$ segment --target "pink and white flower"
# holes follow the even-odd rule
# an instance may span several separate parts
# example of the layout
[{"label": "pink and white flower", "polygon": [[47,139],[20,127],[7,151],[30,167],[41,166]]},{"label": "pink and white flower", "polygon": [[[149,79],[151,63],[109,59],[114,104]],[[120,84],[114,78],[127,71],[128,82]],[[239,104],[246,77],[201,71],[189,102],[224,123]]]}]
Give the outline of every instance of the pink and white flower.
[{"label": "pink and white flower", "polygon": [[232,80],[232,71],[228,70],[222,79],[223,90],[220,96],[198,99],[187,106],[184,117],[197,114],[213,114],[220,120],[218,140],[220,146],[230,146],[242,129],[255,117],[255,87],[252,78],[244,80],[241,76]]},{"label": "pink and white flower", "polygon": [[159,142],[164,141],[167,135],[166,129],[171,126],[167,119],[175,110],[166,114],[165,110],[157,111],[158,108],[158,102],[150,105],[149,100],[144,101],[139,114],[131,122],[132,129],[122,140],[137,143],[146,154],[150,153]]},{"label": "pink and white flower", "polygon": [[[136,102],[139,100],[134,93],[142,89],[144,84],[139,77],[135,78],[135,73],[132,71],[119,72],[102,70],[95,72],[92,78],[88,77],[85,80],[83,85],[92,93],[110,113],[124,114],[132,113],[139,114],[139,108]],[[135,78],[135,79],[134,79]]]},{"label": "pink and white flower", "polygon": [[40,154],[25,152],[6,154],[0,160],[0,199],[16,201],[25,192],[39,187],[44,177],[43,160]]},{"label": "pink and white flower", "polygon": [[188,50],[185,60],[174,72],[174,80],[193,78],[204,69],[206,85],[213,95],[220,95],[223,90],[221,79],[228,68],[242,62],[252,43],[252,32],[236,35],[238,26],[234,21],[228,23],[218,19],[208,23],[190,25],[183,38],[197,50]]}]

□ □ □ □ □

• **GOAL**: Quote the lines above exactly, with nothing changed.

• **TASK RESULT**:
$ segment --target "pink and white flower"
# holes follow the even-odd rule
# an instance may span several separate parts
# example of the layout
[{"label": "pink and white flower", "polygon": [[47,139],[20,127],[7,151],[30,167],[41,166]]},{"label": "pink and white flower", "polygon": [[[149,79],[151,63],[109,59],[114,104]],[[120,84],[114,78],[127,71],[128,82]],[[239,104],[246,77],[201,71],[189,102],[224,123]]]}]
Give the outline of every instance of the pink and white flower.
[{"label": "pink and white flower", "polygon": [[232,80],[232,71],[228,70],[222,79],[223,90],[220,96],[198,99],[187,106],[184,117],[197,114],[213,114],[220,120],[218,140],[220,146],[230,146],[242,129],[255,117],[255,87],[252,78],[244,80],[241,76]]},{"label": "pink and white flower", "polygon": [[159,142],[164,141],[167,135],[166,129],[171,126],[167,119],[175,110],[166,114],[165,110],[157,111],[158,108],[158,102],[150,105],[149,100],[144,101],[139,114],[131,122],[132,129],[122,140],[137,143],[146,154],[150,153]]},{"label": "pink and white flower", "polygon": [[[136,102],[139,100],[134,93],[142,89],[144,84],[139,77],[135,78],[135,73],[132,71],[119,72],[102,70],[95,72],[92,78],[88,77],[85,80],[83,85],[92,93],[110,113],[124,114],[132,113],[139,114],[139,108]],[[135,78],[135,79],[134,79]]]},{"label": "pink and white flower", "polygon": [[40,154],[25,152],[6,154],[0,160],[0,199],[16,201],[25,192],[39,187],[44,177],[43,160]]},{"label": "pink and white flower", "polygon": [[188,50],[185,60],[174,72],[174,80],[193,78],[204,69],[206,85],[213,95],[220,95],[223,90],[221,79],[228,68],[242,62],[252,43],[252,32],[236,35],[238,26],[234,21],[228,23],[218,19],[208,23],[190,25],[183,38],[197,50]]}]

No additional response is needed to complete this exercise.